Print the full listing below line for line, with no changes.
----- Listing
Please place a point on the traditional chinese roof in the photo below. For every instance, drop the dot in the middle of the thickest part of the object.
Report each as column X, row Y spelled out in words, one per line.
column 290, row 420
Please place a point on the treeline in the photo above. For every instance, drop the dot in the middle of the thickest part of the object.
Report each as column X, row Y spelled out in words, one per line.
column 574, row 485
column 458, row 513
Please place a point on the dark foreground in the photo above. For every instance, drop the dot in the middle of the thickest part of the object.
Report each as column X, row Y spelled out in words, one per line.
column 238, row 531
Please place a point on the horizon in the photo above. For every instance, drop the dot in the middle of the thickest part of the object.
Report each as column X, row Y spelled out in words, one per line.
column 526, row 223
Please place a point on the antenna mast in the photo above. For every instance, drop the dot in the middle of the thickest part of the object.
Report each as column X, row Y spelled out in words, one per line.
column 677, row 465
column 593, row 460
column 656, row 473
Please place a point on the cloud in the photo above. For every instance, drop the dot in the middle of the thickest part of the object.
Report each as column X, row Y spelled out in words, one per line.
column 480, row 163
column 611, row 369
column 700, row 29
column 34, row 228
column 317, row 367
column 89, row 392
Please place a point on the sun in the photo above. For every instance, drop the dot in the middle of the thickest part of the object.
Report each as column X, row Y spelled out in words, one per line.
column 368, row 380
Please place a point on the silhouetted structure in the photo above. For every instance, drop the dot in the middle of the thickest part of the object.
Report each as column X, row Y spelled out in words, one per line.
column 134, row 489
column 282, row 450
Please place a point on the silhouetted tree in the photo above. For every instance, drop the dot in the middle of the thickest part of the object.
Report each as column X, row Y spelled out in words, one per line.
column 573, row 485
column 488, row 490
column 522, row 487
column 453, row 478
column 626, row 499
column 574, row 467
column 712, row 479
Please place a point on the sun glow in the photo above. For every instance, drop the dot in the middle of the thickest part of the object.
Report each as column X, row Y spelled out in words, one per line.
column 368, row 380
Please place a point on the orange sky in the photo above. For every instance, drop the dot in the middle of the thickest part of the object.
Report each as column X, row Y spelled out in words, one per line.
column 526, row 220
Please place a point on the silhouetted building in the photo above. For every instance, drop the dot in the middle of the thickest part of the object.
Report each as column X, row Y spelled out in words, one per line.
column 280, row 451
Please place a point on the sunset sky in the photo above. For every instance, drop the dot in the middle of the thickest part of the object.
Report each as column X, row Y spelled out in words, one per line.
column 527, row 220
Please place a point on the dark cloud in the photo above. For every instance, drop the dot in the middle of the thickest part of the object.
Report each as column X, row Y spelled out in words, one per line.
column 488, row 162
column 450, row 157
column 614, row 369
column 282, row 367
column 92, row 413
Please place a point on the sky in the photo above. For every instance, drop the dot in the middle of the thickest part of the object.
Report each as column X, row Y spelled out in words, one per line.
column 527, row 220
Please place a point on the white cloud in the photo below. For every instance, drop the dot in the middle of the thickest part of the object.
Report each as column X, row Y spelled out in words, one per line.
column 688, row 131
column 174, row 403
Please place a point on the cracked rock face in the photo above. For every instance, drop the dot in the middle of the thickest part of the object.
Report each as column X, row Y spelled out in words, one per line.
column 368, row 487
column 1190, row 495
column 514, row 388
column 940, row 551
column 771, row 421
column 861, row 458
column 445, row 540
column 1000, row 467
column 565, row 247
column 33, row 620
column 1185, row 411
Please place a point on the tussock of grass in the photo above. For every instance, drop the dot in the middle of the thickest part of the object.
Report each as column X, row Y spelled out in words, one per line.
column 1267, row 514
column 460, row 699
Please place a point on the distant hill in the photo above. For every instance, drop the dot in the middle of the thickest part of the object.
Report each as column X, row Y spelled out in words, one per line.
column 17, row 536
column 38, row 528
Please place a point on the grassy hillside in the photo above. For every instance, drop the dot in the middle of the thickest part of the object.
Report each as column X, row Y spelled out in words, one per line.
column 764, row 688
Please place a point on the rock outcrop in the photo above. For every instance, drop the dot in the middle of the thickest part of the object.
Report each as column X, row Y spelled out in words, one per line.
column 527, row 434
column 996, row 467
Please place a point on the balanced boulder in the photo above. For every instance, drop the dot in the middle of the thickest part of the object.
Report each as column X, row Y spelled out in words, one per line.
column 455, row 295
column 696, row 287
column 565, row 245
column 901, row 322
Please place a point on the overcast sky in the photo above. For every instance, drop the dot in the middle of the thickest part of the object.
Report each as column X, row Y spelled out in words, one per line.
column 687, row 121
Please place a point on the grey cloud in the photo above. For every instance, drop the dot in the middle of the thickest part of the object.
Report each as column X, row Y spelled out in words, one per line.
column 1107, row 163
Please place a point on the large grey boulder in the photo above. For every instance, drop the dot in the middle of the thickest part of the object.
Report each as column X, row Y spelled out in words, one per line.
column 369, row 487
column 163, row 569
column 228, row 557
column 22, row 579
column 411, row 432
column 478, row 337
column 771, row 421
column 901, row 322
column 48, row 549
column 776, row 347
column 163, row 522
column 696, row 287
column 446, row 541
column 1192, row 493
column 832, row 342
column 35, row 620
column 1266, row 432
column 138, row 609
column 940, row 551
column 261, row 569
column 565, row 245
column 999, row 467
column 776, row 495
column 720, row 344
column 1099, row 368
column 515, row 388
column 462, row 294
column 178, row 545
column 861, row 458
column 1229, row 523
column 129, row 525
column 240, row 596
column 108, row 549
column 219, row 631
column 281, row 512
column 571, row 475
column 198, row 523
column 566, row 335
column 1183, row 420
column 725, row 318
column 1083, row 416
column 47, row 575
----------
Answer to this problem:
Please place a point on the traditional chinese roof in the photo below. For every instance, drop the dot in the middle of the thickest part of the object.
Report each as column X, row Y spelled out in words, one per line.
column 290, row 420
Please place a point on the treeline in the photo above. For every instance, drop the dot in the middle of the thickest part of the object.
Report each as column X, row Y spelled out in words, one per line.
column 574, row 485
column 458, row 513
Please place a point on the dark foreground in the photo above. For every instance, drop the dot in the middle of the thickest part of the object.
Report each as column X, row Y spelled out in words, one per line.
column 238, row 531
Please place a point on the horizon in the photo above. For every instance, drop the dot in the middle of the thickest part of the object.
Report each as column X, row Y spelled out in words, one per line.
column 526, row 223
Please place a point on the antenna mast in the photo above. For every instance, drop the dot in the middle of the thickest part of the object.
Report each as column X, row Y spelled out in words, one per line.
column 677, row 465
column 593, row 460
column 656, row 473
Please place a point on the cloud in the photo above. For every instance, drop the dot in the middle of the thickest part of the object.
Report each as column X, row Y spelled out in words, one per line.
column 480, row 163
column 611, row 369
column 700, row 29
column 34, row 228
column 317, row 367
column 89, row 392
Please place a point on the sun in the photo above. For every instance, drop the dot in the middle of the thickest part of the object.
Report each as column X, row Y spelled out in words, one per line.
column 368, row 380
Please place a point on the silhouetted structure in the photo above. For every instance, drop the dot in the middle of the thickest part of the object.
Report each as column X, row Y spelled out in words, one per line.
column 134, row 489
column 282, row 450
Please place a point on the silhouetted tree in the photo above. For every instance, drop the dot in the middle of the thickest part of the object.
Report each as column X, row Y spelled out in words, one per line.
column 573, row 485
column 488, row 490
column 522, row 487
column 453, row 478
column 626, row 499
column 574, row 467
column 712, row 479
Please place a point on the sun glow in the photo above. For every instance, drop the dot in the middle of the thickest part of the object.
Report each as column X, row Y spelled out in words, one per line.
column 368, row 380
Please place a point on the orange sky in the photo above. For every instance, drop the dot in the middle of the thickest part of the object.
Report each as column X, row Y spelled out in words, one per line.
column 526, row 220
Please place a point on the silhouetted building in the photo above. For every instance, drop the dot in the middle of the thickest part of the object.
Report each as column X, row Y spelled out in words, one per line.
column 280, row 451
Please place a point on the sunset sky in the photo above. For every instance, drop the dot in the middle of the thickest part of the object.
Report each as column X, row Y spelled out in words, one per line.
column 527, row 220
Please place a point on the dark cloud in the photo above. For every instance, drop the dot in the middle of the thickest part of the object.
Report each as column X, row Y spelled out in words, one per line.
column 488, row 162
column 450, row 157
column 614, row 369
column 282, row 367
column 92, row 413
Please place a point on the sky in the photo above. For every instance, drop the dot in the middle of the thickest part of the object.
Report each as column X, row Y spelled out in words, one per line.
column 527, row 220
Please place a point on the white cloud in the photo below. For every instance, drop the dot in the middle of the thickest part of the object.
Report each as column X, row Y spelled out in words, one per line.
column 688, row 131
column 174, row 403
Please place a point on the cracked rock face in the photo above. For every instance, drop the dot in the middle of the thickest part of the object.
Report each as column X, row Y spelled out in words, one per line.
column 368, row 487
column 1190, row 495
column 514, row 388
column 940, row 551
column 771, row 421
column 861, row 458
column 445, row 540
column 1000, row 467
column 565, row 247
column 33, row 620
column 1185, row 411
Please place a point on the tussock of grass in the photo above. For every instance, drop the dot in the middle of the thickest part of the object.
Report each as column X, row Y spelled out in words, one per line.
column 1267, row 514
column 460, row 699
Please place a point on the distant hill in the photo above. For every instance, drop the dot in the middle of the thickest part of the object.
Report each as column X, row Y spelled out in words, one per line.
column 17, row 536
column 38, row 528
Please place a point on the grassy hillside in the photo above. For every instance, drop the dot in the middle of the thickest part of the object.
Report each as column X, row Y spelled out in words, one per line.
column 764, row 688
Please place a point on the rock outcrop in the photo above. For every instance, drop the dot in the middle of the thickest part of the object.
Report each as column X, row Y spelled out in words, one per line.
column 527, row 434
column 996, row 467
Please place a point on the balanced boulder in the photo above. For every instance, drop the dot in the middle of the thickest part of the object.
Report each as column X, row Y spelled out in words, one per line.
column 455, row 295
column 696, row 287
column 565, row 245
column 901, row 322
Please place a point on the overcast sky in the photo above. For every instance, drop the dot in the middle of the thickest part of the object.
Report each as column X, row Y spelled out in words, one per line.
column 687, row 121
Please place a point on the grey cloud in the photo above. For every instance, drop the dot in the middle of the thickest part of the object.
Report each as column X, row Y spelled out in words, one per line.
column 1107, row 163
Please place a point on the large grey boulder in the photo above. For every instance, drop the dot in the middle of the thickest part of the object.
Report each as column X, row Y spelled out in words, one per line.
column 369, row 487
column 163, row 569
column 228, row 557
column 22, row 579
column 411, row 432
column 478, row 337
column 771, row 421
column 901, row 322
column 48, row 549
column 776, row 347
column 163, row 522
column 696, row 287
column 446, row 541
column 1192, row 493
column 832, row 342
column 35, row 620
column 1266, row 432
column 138, row 609
column 940, row 551
column 261, row 569
column 565, row 245
column 999, row 467
column 776, row 495
column 720, row 344
column 1099, row 368
column 515, row 388
column 462, row 294
column 178, row 545
column 861, row 458
column 1229, row 523
column 129, row 525
column 240, row 596
column 108, row 549
column 219, row 631
column 281, row 512
column 571, row 475
column 198, row 523
column 566, row 335
column 1183, row 420
column 725, row 318
column 1083, row 416
column 47, row 575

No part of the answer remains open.